* _PROBLEM TO SOLVE_
Which lines in the rows below contain the string "left"? Collect every one of them, treating uppercase and lowercase as different.

* _DATASET EXCERPTS_

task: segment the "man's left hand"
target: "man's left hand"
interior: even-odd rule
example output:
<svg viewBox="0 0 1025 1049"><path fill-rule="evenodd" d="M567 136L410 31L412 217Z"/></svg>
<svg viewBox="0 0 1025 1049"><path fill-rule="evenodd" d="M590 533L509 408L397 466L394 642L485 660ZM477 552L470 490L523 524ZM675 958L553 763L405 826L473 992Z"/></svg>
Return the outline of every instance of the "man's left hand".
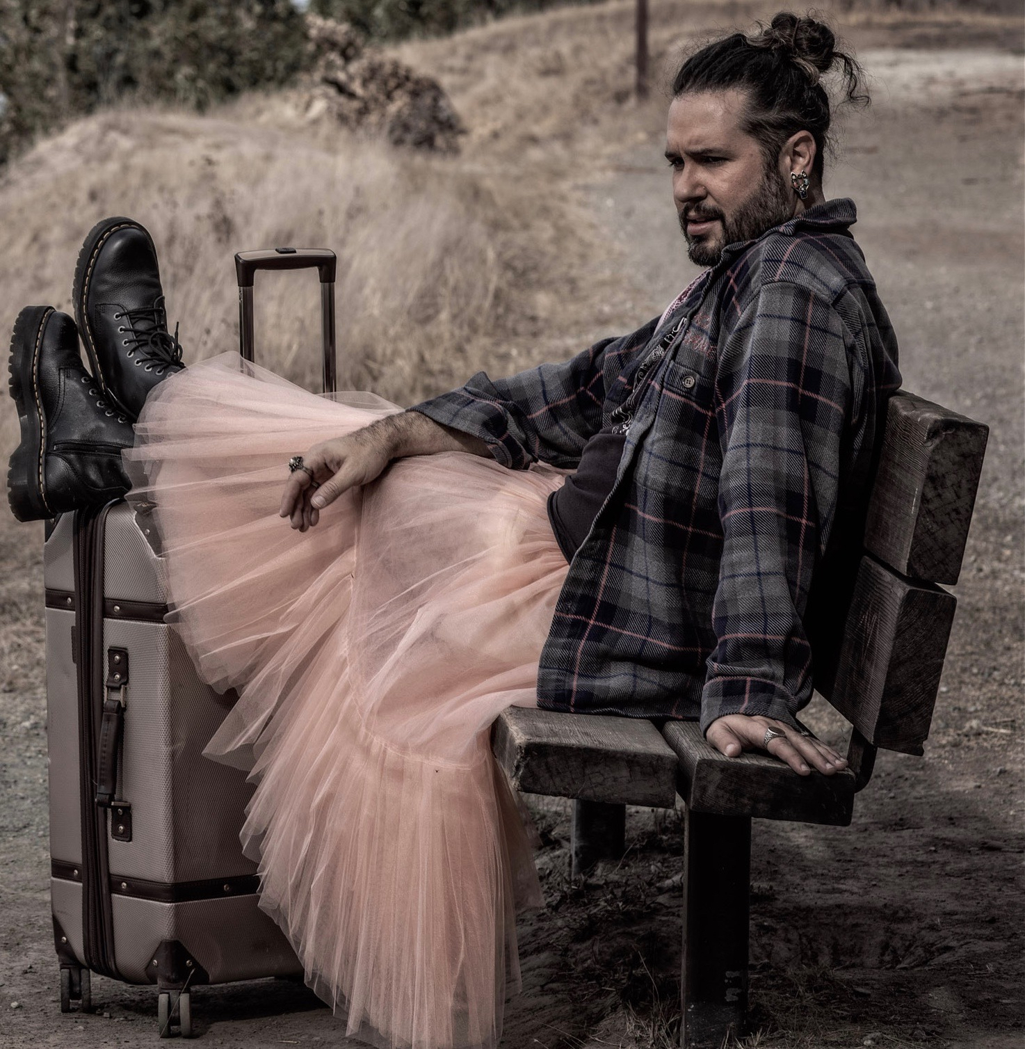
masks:
<svg viewBox="0 0 1025 1049"><path fill-rule="evenodd" d="M769 728L784 735L770 740L765 746L766 729ZM775 718L762 714L724 714L711 723L705 738L727 757L739 757L745 750L767 750L803 776L811 775L812 768L828 776L847 768L847 761L832 747Z"/></svg>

* _FULL OUTPUT_
task: segment the "man's left hand"
target: "man's left hand"
Return the outline of every instance of the "man's left hand".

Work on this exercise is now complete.